[EXERCISE BRIEF]: Copy the listing from the line containing "of the marina" through the end of the listing, both ends included, and swap "sailboat" for "sailing boat". Leave everything else the same.

Start of RECORDS FOR PROCESSING

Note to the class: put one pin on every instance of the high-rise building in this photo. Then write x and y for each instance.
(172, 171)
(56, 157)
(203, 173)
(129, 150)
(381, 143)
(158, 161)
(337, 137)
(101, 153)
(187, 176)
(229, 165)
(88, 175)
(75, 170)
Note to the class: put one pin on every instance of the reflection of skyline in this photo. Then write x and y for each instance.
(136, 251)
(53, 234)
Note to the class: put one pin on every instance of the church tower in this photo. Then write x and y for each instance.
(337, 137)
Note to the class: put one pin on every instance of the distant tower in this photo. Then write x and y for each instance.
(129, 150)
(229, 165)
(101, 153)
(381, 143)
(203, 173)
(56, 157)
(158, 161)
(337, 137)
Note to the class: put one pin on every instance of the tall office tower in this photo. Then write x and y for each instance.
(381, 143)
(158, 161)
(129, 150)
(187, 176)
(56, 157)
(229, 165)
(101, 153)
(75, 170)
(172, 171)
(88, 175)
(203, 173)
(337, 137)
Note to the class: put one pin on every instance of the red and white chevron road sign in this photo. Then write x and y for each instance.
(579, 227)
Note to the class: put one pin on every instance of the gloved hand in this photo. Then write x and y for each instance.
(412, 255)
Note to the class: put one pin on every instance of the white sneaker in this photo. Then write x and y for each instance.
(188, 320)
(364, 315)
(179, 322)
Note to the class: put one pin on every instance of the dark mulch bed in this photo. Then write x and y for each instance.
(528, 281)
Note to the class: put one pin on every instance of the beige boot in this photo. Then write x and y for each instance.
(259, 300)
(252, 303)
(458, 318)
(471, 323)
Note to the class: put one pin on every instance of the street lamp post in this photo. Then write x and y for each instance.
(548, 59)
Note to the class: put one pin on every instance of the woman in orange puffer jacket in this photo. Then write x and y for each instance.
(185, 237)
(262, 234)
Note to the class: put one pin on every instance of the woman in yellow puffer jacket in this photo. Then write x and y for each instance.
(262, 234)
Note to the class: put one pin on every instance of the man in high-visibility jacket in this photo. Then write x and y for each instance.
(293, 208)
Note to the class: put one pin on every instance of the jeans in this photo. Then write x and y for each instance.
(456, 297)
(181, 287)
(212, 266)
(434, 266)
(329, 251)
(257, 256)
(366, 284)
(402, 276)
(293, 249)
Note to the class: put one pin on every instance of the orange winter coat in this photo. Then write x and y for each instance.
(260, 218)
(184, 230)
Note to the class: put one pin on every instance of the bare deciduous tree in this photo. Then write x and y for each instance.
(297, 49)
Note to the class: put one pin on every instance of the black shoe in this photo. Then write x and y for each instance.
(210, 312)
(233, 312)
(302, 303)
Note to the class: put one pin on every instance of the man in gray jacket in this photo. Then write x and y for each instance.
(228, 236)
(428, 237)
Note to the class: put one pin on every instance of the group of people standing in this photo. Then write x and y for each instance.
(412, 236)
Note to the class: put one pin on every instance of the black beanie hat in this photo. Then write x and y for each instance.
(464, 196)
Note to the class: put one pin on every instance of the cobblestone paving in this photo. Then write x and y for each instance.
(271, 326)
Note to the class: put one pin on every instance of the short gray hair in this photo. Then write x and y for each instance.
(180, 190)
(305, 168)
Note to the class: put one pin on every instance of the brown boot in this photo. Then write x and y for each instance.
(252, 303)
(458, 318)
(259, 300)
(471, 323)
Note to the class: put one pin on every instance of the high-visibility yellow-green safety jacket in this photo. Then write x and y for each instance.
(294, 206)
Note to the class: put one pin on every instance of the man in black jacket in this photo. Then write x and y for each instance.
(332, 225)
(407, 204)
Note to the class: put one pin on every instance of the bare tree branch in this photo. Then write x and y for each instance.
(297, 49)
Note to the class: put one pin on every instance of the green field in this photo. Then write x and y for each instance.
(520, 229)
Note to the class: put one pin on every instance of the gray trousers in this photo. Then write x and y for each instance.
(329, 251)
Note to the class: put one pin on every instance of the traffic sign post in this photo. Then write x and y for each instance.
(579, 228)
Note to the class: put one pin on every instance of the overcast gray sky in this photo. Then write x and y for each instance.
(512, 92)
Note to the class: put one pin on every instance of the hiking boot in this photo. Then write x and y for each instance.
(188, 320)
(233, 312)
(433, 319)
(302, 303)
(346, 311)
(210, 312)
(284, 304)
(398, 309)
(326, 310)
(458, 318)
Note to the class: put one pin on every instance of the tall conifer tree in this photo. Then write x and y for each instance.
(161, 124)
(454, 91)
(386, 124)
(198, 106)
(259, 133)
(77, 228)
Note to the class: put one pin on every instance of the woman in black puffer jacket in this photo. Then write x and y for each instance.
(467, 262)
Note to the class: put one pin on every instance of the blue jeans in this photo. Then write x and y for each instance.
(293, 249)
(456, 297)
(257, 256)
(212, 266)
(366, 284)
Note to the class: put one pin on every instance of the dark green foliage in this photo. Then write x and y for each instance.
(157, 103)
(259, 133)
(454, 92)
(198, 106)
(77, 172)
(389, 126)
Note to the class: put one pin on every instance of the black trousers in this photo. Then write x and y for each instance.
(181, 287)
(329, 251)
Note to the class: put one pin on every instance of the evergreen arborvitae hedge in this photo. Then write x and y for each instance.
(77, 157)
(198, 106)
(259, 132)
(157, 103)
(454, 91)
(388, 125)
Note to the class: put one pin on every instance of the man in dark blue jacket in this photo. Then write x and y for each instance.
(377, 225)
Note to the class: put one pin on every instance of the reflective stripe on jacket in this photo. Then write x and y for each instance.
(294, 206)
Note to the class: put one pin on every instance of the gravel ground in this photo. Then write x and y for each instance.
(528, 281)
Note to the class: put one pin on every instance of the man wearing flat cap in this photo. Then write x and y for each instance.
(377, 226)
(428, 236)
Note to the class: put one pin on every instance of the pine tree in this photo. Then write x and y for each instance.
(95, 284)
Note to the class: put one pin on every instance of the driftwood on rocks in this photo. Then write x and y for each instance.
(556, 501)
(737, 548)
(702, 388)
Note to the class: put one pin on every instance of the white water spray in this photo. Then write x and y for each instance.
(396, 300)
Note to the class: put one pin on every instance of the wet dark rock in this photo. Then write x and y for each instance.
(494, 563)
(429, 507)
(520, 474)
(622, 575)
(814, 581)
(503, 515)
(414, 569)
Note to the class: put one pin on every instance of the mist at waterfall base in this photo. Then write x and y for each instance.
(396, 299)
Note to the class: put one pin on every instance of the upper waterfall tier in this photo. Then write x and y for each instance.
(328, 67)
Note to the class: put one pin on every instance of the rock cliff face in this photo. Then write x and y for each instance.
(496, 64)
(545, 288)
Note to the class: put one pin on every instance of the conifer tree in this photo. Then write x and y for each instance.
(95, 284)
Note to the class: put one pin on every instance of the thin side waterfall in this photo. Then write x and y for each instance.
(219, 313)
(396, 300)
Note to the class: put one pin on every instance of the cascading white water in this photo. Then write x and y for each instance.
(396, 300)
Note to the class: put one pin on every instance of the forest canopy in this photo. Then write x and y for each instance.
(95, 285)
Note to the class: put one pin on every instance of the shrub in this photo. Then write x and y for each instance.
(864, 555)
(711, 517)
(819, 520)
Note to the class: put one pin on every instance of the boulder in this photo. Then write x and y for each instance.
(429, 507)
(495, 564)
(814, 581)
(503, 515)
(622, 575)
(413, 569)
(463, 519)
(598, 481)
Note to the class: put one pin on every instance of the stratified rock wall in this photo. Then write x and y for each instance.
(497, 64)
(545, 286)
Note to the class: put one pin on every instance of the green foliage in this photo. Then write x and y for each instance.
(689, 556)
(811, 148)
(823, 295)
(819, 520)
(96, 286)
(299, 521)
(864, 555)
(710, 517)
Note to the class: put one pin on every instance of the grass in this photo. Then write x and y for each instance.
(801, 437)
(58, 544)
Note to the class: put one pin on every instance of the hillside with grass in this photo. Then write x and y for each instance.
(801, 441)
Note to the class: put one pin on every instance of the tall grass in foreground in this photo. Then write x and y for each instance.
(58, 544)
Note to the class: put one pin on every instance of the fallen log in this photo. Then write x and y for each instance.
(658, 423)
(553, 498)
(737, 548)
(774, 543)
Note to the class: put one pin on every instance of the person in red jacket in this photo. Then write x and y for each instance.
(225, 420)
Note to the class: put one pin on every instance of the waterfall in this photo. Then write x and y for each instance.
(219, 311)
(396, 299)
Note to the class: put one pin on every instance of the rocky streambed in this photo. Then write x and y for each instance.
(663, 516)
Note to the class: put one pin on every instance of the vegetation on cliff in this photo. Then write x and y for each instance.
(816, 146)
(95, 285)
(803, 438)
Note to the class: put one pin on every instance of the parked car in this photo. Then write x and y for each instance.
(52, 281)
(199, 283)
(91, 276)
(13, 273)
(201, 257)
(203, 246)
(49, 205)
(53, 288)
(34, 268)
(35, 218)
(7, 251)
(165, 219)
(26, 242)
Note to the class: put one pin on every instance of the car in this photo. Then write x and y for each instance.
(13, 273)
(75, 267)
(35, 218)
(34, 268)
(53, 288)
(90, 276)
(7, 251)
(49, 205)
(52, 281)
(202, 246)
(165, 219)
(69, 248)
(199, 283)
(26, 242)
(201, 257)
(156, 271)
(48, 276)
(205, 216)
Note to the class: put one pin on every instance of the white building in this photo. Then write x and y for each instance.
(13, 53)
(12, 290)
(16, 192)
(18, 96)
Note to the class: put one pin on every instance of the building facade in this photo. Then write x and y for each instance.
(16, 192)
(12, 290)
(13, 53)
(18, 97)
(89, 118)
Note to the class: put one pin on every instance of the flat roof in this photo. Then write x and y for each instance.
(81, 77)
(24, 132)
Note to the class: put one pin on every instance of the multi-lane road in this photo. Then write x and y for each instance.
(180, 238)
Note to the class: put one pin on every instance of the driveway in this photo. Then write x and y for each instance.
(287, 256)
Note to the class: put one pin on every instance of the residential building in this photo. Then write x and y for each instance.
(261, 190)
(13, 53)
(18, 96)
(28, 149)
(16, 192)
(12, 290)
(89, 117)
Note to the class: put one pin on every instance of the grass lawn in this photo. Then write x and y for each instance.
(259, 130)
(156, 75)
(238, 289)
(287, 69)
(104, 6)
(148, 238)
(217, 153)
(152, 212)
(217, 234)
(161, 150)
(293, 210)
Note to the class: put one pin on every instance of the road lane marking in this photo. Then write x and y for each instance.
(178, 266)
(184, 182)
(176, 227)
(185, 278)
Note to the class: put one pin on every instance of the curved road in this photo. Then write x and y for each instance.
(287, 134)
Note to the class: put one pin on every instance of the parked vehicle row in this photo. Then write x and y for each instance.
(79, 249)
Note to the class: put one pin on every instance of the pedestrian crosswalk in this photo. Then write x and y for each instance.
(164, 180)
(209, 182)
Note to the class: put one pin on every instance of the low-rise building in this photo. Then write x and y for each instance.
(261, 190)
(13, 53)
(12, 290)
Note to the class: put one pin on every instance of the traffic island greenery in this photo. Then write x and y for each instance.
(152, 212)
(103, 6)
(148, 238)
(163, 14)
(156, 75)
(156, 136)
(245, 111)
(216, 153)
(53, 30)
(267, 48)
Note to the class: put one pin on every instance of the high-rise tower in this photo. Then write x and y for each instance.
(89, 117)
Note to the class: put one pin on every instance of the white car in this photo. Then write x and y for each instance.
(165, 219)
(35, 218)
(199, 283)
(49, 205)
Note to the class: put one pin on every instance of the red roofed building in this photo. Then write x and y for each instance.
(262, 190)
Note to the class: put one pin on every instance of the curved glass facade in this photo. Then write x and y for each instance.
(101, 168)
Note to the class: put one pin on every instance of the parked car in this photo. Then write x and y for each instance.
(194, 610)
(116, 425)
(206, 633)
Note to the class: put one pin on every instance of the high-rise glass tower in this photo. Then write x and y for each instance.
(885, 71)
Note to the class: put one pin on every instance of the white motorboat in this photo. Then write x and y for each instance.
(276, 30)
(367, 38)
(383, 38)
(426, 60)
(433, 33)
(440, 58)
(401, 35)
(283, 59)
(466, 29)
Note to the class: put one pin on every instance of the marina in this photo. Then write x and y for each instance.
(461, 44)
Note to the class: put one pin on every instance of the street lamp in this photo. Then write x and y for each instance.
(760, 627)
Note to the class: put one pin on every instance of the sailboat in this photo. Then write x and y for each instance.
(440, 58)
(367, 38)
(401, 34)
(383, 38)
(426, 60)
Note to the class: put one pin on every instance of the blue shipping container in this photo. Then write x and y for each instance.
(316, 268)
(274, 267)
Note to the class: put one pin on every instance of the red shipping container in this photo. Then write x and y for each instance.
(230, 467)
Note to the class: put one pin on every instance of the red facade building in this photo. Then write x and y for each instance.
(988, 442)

End of RECORDS FOR PROCESSING

[ANSWER BELOW]:
Note to the class: put one pin on every instance of the marina in this photo. Then write x and y for each instance.
(461, 44)
Note to the class: put one pin on every instance of the street lamp in this photo. Then write x and y for each instance.
(760, 627)
Note to the class: put one pin on every instance of the sailing boat in this photo. Then write x and y for each instance.
(440, 58)
(367, 38)
(401, 34)
(383, 38)
(426, 60)
Note to the class: put one pin on every instance of the blue shipping container in this photo. Then write x and y for each instance.
(316, 268)
(274, 267)
Note to the class: put one pin on every instance of the red shipping container in this photo. Then write x and y for each instance.
(230, 467)
Note to the class: put one pin on every instance of the red facade building in this photo. Then write x and y for each instance.
(988, 442)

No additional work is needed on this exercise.